* BEGIN DATASET EXTRACT *
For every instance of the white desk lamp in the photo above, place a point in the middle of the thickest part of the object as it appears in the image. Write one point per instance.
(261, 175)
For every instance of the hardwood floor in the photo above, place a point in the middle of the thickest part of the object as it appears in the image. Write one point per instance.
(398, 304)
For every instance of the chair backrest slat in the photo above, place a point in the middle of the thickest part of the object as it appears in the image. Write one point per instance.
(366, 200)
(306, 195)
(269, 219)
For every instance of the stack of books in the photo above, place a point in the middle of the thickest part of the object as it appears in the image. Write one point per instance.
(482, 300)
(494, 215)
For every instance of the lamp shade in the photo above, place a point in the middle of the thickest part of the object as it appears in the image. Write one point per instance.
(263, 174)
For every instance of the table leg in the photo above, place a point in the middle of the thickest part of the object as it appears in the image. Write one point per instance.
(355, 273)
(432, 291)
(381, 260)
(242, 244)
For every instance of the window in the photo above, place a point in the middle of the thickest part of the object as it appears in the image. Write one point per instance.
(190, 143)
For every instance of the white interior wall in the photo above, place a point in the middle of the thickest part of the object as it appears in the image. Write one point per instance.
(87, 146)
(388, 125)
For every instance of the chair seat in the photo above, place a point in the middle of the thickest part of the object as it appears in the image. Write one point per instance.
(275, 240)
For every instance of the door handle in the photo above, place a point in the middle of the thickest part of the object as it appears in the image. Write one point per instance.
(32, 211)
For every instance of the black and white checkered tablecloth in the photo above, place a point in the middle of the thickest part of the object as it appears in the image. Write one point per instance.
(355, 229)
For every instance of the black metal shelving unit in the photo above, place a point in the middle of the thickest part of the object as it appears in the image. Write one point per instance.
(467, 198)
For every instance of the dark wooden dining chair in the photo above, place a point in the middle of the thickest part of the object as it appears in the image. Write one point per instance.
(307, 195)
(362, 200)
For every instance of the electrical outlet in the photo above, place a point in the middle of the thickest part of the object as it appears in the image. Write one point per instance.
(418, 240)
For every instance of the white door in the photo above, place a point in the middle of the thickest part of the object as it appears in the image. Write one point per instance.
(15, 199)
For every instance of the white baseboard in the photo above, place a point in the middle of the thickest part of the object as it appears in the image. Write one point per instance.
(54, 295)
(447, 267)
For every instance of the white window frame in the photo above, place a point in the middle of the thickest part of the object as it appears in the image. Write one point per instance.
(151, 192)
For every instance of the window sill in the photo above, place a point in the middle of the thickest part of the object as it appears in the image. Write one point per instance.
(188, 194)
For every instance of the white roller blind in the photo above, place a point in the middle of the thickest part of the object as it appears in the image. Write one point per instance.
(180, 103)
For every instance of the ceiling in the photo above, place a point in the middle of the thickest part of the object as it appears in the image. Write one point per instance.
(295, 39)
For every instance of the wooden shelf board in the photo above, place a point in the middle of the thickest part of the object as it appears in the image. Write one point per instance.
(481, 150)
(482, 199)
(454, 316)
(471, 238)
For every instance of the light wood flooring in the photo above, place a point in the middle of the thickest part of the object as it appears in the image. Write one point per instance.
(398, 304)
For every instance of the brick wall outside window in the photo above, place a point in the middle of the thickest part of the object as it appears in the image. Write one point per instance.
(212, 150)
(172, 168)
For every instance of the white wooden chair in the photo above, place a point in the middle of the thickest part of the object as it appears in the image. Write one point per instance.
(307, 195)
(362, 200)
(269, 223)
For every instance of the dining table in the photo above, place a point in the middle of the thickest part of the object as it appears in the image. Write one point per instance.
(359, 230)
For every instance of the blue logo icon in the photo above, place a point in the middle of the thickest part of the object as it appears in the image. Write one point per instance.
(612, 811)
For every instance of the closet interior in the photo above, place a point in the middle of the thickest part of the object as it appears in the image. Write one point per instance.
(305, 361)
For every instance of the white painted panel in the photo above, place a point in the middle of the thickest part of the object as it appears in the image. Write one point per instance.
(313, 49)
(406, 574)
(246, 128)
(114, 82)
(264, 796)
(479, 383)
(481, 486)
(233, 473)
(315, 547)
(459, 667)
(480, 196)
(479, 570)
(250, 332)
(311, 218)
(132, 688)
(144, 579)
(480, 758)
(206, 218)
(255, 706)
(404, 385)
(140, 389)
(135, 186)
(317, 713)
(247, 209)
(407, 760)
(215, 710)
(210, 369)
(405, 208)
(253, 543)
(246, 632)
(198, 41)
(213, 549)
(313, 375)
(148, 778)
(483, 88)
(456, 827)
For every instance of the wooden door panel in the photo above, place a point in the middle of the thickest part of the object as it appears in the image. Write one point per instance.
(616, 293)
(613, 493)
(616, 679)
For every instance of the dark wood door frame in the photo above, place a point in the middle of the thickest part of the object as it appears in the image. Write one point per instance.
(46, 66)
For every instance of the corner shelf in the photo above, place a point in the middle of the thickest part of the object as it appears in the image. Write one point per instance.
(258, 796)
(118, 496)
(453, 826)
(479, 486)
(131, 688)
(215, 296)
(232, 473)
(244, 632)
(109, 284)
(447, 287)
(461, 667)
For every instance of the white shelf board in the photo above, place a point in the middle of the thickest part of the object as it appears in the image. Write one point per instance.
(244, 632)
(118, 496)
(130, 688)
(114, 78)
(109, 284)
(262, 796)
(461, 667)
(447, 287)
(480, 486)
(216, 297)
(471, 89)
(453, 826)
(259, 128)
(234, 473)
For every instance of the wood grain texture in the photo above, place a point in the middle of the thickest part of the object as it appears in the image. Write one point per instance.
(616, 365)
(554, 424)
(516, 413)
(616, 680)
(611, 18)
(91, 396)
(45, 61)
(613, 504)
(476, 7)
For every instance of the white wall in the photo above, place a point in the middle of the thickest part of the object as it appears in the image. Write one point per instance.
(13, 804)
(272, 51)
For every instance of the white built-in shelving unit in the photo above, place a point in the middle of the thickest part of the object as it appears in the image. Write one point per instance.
* END DATASET EXTRACT *
WORK INSTRUCTIONS |
Present every line of the material above as a numbered list, omitting any blank lines.

WRITTEN RESPONSE |
1. For every instance of the white desk lamp in the photo above, place a point in the middle of the thickest part of the object as it appears in the image. Write one point per instance.
2. (261, 175)
3. For every instance of the hardwood floor in the photo above, place a point in the middle of the thickest part of the object as it appears in the image. Write one point per instance.
4. (398, 304)
5. For every instance of the chair backrest slat in the photo above, place a point in the middle of the thickest part of the object as it appears in the image. Write one point per instance.
6. (366, 200)
7. (306, 195)
8. (269, 219)
9. For every instance of the stack of books in the photo above, place a point in the middle of the thickest part of the object as it appears in the image. Write one point per instance.
10. (482, 300)
11. (494, 215)
12. For every instance of the lamp shade in the photo above, place a point in the middle of the thickest part of the object as it appears in the image. Write one point per instance.
13. (263, 174)
14. For every instance of the table leg in the photo above, place a point in the middle of the thickest part of the object as it appears in the image. Write one point per instance.
15. (355, 273)
16. (432, 291)
17. (381, 260)
18. (242, 244)
19. For every instance of the window in the photo above, place a point in the middle of the thickest part of the object as it appears in the image. Write one point per instance.
20. (190, 143)
21. For every instance of the white interior wall in the photo above, place a point in the middle of the thickest part of the object as it appears in the image. Write one point per instance.
22. (87, 146)
23. (388, 125)
24. For every instance of the chair seat in the photo above, place a point in the middle of the thickest part of the object as it appears in the image. Write one point per instance.
25. (275, 240)
26. For every instance of the door handle in the photo above, place a point in the middle of the thickest part of the object as it appears in the image. Write one point per instance.
27. (32, 211)
28. For every instance of the black and white checkered tablecloth in the photo above, place a point in the middle of the thickest part of the object as it appears in the image. Write one point per instance.
29. (355, 229)
30. For every instance of the black metal shelving unit in the photo above, place a point in the middle of the thickest part of the object as it appears in the image. Write one point per instance.
31. (467, 198)
32. For every instance of the dark wooden dining chair in the photo above, place a point in the middle of the thickest part of the object as it appears in the image. Write one point per instance.
33. (307, 195)
34. (362, 200)
35. For every instance of the electrical outlet in the photo above, place a point in the middle of the thickest part of the object as it appears in the image. Write one point per instance.
36. (418, 240)
37. For every instance of the white door in the photo above, place a point in the middle of the thickest part of the object as it appears in the image. Write one point per instance.
38. (15, 199)
39. For every instance of the white baseboard in the photo above, place a point in the middle of the thickest part of the object as it appears in the image. Write one point per instance.
40. (54, 295)
41. (447, 267)
42. For every instance of the white window frame in the photo above, place a point in the middle of the thickest part of the object as it appears in the image. Write one point per instance.
43. (151, 192)
44. For every instance of the window sill in the photo above, place a point in the middle of the thickest part of the object as it appears in the image. Write one point per instance.
45. (188, 194)
46. For every instance of the white roller blind in the photo above, place a point in the middle of the thickest part of the object as it appears in the image. Write one point per instance.
47. (180, 103)
48. For every instance of the ceiling in the photo above, place a point in the middle of the thickest part of the object as it appears in the image. Write one point per instance.
49. (295, 39)
50. For every instance of the wooden shelf board in the photo above, place a point in the middle of the thickest part of the object as it appears in the image. Write one point per instance.
51. (481, 150)
52. (482, 199)
53. (454, 316)
54. (471, 238)
55. For every instance of the light wood flooring in the photo above, place a point in the middle of the thickest part of the object as it appears in the image. Write one point per instance.
56. (398, 304)
57. For every instance of the brick wall outside window in the photo above, place a point in the middle of the thickest part of the object as it appears in the image. Write one point per instance.
58. (212, 150)
59. (172, 168)
60. For every instance of the white wooden chair in the photo above, place a point in the middle of the thickest part of the object as it appears in the image. Write one point per instance.
61. (307, 195)
62. (362, 200)
63. (269, 223)
64. For every instance of the dining table in the photo above, place a point in the middle of the thickest part of the object as it appears in the image. Write one point per instance.
65. (359, 230)
66. For every instance of the blue logo icon in the photo above, place a point in the middle of the thickest part of the object as it appears in the image. Write one point per instance.
67. (612, 811)
68. For every instance of the closet interior in the photo above, place a point in the middle of the thickest part of the object as it appears in the image. Write one point per instance.
69. (305, 361)
70. For every instance of the white painted panel in the photo above, place a point in the middle of the thickest part of the object as it appears in the image. Write one point per instance.
71. (313, 49)
72. (406, 574)
73. (246, 128)
74. (114, 82)
75. (264, 796)
76. (479, 383)
77. (481, 486)
78. (233, 473)
79. (315, 547)
80. (459, 667)
81. (480, 196)
82. (479, 570)
83. (250, 332)
84. (311, 218)
85. (132, 688)
86. (144, 579)
87. (480, 758)
88. (206, 218)
89. (255, 706)
90. (404, 385)
91. (140, 389)
92. (135, 186)
93. (317, 713)
94. (247, 209)
95. (407, 760)
96. (215, 710)
97. (210, 369)
98. (405, 208)
99. (253, 543)
100. (246, 632)
101. (198, 41)
102. (213, 549)
103. (313, 375)
104. (148, 778)
105. (483, 88)
106. (456, 827)
107. For every instance of the wooden door panel in the photo above, place a point in the middle of the thickest part of the object as it appears in the image. Write one point per instance.
108. (616, 293)
109. (613, 493)
110. (616, 679)
111. For every instance of the dark wood door frame in the photo above, place a point in the middle of the thickest part of the object as it appears in the image. Write one point per instance.
112. (46, 66)
113. For every instance of the corner shelf in the photo above, place a point in the middle of the thickest part of the object as it appears in the image. Write one point per instance.
114. (258, 796)
115. (118, 496)
116. (453, 826)
117. (479, 486)
118. (131, 688)
119. (215, 296)
120. (232, 473)
121. (244, 632)
122. (109, 284)
123. (447, 287)
124. (461, 667)
125. For every instance of the white shelf board in the photo above, place a point in the middle of the thickest part of the object as it appears in the image. Write one point per instance.
126. (244, 632)
127. (118, 496)
128. (130, 688)
129. (114, 78)
130. (109, 284)
131. (262, 796)
132. (461, 667)
133. (447, 287)
134. (480, 486)
135. (216, 297)
136. (471, 89)
137. (453, 826)
138. (259, 128)
139. (234, 473)
140. For every instance of the wood grain texture in the photo above, place a point in the middle of the thickest part of the object as it appears in the image. Write one point per instance.
141. (616, 365)
142. (554, 424)
143. (516, 413)
144. (616, 680)
145. (611, 18)
146. (91, 396)
147. (45, 61)
148. (613, 504)
149. (476, 7)
150. For every instance of the white wall in the photo above, place a point in the middle of the thickest part of the object as it appears in the image. Write one point per instance.
151. (13, 804)
152. (272, 51)
153. For every instance of the white built-in shelving unit in the photo above, place a point in the middle of the thickest part of the object as it appears in the image. Write one point per instance.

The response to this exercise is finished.